**Set exercise**:
Can you write out only the lines from the one containing "Target: black ceiling fan blade" down to the end of the material, requests included, with every x and y coordinate in the answers scaled by 0.4 and rounded to the nearest whole number, halves rounding up?

**Provided entries**:

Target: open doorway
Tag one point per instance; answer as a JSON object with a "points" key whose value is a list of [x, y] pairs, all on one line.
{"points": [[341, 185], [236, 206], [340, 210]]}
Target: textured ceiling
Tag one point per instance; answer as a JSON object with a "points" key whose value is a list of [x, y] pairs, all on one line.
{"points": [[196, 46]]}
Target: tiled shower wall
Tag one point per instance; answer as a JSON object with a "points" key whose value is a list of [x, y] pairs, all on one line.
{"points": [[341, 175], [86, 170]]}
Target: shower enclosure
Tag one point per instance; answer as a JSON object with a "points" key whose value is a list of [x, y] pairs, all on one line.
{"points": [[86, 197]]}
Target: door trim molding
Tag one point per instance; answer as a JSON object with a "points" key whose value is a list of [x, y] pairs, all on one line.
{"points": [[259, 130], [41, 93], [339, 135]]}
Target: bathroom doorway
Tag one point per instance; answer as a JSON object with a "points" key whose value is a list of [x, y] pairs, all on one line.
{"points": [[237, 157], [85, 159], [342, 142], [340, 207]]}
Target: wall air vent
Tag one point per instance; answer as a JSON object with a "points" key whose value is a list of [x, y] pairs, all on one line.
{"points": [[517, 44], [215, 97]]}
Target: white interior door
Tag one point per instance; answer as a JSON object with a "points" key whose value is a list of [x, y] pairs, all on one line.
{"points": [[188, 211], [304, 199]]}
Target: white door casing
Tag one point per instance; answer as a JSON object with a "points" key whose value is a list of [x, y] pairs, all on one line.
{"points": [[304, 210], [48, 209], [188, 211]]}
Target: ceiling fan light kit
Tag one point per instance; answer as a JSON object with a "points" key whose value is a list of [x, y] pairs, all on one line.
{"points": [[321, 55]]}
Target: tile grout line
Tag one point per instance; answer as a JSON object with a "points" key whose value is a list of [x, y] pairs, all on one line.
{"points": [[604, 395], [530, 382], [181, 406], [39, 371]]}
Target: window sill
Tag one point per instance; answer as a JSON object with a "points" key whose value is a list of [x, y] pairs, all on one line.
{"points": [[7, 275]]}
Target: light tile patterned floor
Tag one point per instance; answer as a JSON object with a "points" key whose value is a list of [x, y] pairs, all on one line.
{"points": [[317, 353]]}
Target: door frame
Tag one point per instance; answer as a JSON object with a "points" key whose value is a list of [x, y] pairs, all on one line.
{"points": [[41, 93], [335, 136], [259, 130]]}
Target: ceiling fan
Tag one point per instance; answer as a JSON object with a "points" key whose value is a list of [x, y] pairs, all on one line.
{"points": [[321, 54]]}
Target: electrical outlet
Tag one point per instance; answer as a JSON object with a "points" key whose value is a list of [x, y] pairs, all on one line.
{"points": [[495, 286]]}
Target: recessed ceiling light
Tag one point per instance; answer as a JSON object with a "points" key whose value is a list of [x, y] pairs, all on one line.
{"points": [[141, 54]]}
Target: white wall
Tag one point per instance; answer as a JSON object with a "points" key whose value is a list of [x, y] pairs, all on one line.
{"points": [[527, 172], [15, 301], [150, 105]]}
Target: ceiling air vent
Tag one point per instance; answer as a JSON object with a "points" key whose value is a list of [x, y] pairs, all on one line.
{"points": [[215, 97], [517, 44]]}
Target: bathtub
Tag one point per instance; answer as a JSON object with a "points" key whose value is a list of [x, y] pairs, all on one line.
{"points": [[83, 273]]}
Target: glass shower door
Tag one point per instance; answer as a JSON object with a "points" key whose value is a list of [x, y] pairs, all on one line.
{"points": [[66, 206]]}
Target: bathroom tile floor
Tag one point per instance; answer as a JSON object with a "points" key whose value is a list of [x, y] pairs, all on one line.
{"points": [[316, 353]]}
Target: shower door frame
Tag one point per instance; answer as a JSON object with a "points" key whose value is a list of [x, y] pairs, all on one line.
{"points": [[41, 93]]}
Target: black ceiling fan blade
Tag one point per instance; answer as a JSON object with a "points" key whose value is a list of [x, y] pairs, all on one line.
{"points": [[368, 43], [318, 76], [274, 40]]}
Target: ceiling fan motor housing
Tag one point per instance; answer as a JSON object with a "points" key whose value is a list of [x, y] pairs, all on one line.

**Task result**:
Target: black ceiling fan blade
Tag one point per instance; answer as a JSON object with a "points" key whose value is a list of [x, y] pairs, all on one line.
{"points": [[147, 17], [127, 30], [110, 16]]}
Target: ceiling fan motor housing
Tag one point per instance; answer as a JSON object with a "points" key whose value is a list of [x, y] pairs, all on one line.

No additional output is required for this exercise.